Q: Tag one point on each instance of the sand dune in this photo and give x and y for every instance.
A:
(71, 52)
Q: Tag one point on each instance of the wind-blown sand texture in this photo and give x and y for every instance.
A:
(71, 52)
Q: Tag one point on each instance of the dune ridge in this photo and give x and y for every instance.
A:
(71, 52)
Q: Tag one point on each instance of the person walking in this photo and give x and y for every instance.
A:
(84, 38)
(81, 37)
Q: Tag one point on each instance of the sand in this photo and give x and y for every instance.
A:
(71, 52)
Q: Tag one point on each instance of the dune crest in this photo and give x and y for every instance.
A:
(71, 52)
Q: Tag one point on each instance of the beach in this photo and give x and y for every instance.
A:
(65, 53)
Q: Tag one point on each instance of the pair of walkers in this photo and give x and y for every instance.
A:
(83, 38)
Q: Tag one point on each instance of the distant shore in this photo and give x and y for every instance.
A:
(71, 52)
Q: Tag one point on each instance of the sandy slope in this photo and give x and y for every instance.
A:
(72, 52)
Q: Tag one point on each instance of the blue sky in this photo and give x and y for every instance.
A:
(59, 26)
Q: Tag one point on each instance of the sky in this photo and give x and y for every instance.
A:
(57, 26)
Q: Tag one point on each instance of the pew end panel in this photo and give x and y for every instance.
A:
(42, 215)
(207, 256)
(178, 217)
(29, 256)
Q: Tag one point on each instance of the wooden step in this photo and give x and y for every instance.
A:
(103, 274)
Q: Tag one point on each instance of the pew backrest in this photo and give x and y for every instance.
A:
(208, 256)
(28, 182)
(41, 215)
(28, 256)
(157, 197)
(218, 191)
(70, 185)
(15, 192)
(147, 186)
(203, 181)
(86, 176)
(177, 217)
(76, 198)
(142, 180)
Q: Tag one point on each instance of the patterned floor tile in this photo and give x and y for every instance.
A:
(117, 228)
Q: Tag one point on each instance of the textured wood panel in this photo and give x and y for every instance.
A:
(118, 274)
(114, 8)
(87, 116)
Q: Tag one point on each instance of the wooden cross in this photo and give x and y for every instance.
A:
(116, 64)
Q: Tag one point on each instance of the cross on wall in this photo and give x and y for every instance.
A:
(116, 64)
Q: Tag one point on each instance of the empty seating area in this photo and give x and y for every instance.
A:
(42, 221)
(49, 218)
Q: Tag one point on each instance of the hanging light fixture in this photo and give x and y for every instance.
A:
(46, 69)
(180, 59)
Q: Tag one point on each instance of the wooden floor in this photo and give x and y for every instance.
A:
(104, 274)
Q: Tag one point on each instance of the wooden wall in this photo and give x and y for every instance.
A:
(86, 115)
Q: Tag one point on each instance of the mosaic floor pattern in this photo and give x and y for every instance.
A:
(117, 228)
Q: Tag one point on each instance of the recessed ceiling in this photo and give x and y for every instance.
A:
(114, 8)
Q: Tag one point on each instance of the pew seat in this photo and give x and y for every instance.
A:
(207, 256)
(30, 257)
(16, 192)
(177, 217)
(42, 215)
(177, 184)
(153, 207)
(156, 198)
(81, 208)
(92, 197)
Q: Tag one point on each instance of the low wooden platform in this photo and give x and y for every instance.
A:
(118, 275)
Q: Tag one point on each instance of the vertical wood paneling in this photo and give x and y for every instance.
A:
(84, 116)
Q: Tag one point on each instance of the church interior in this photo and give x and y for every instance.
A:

# WHAT YOU ARE ASKED TO DO
Each record has to be given again exactly as written.

# RESULT
Q: Tag one point on each instance of the sand dune in this photo and give x and y for every instance.
A:
(71, 52)
Q: Tag one point on each instance of the wind-blown sand texture in this photo and give x and y for every instance.
A:
(71, 52)
Q: Tag one point on each instance of the dune ridge in this photo and give x and y for every instance.
A:
(71, 52)
Q: Tag one point on each instance of the person walking in this photo and give x and y for every instance.
A:
(84, 38)
(81, 37)
Q: Tag one point on each instance of the sand in this photo and give x and y for every instance.
A:
(71, 52)
Q: Tag one point on each instance of the dune crest in this photo and give x and y for every instance.
A:
(71, 52)
Q: Tag one point on each instance of the beach in this photo and give x and y for every instance.
A:
(65, 53)
Q: Tag one point on each instance of the pair of walkers in this photo and give x and y for every instance.
A:
(83, 38)
Q: Tag one point on each instance of the distant shore in this photo and give x and y for every instance.
A:
(71, 52)
Q: Tag one point on each instance of the sandy slope in this photo and give x and y for every instance.
A:
(72, 52)
Q: Tag one point on each instance of the blue sky in this photo and give x and y for every instance.
A:
(59, 26)
Q: Tag one point on each instance of the sky in this photo and give x and y for every instance.
A:
(57, 26)
Q: Tag one point on each instance of the pew end panel in this photo and give x and y for every instance.
A:
(42, 215)
(207, 256)
(178, 217)
(29, 256)
Q: Tag one point on each instance of the wooden step in this photo and give x and y for every instance.
A:
(103, 274)
Q: Tag one point on each instance of the pew backrest in this photo and give x and y for every instance.
A:
(208, 256)
(28, 182)
(41, 215)
(28, 256)
(157, 197)
(218, 191)
(70, 185)
(15, 192)
(147, 186)
(203, 181)
(86, 176)
(177, 217)
(76, 198)
(142, 180)
Q: Tag one point on each instance of the patterned floor tile in this photo and give x and y for every instance.
A:
(117, 228)
Q: Tag one point on each instance of the textured wood panel in this photo and give x and y for every instance.
A:
(118, 274)
(114, 8)
(87, 116)
Q: Tag one point on each instance of the wooden cross in this photo and give x and y for every instance.
A:
(116, 64)
Q: Tag one point on each instance of the cross on wall in this photo and give x and y for every instance.
A:
(116, 64)
Q: Tag one point on each instance of the empty seating area in this photo and give x and y for every instance.
A:
(42, 221)
(49, 218)
Q: Tag one point on each instance of the hanging light fixture in this photo and give x and y for every instance.
A:
(46, 69)
(180, 59)
Q: Tag one point on each instance of the wooden floor in this photo and give x and y for every instance.
A:
(104, 274)
Q: Tag one point on each instance of the wooden wall in this photo and give x and y for every instance.
A:
(86, 115)
Q: Tag one point on each instance of the mosaic floor pattern in this photo and give x and y for every instance.
A:
(117, 228)
Q: Tag one point on each instance of the recessed ceiling in this photo and give x and y for every instance.
A:
(114, 8)
Q: Tag one point on each instance of the pew seat in this photo and give x and y for every instance.
A:
(207, 256)
(30, 257)
(16, 192)
(177, 217)
(42, 215)
(177, 184)
(153, 207)
(156, 198)
(81, 208)
(92, 197)
Q: Tag one point on each instance of the low wooden platform in this photo and give x and y for every instance.
A:
(118, 275)
Q: Tag one point on each instance of the vertical wood paneling in this photo and give x and y for every instance.
A:
(84, 116)
Q: Tag one point on each instance of the church interior in this photo and give x and y for every instance.
A:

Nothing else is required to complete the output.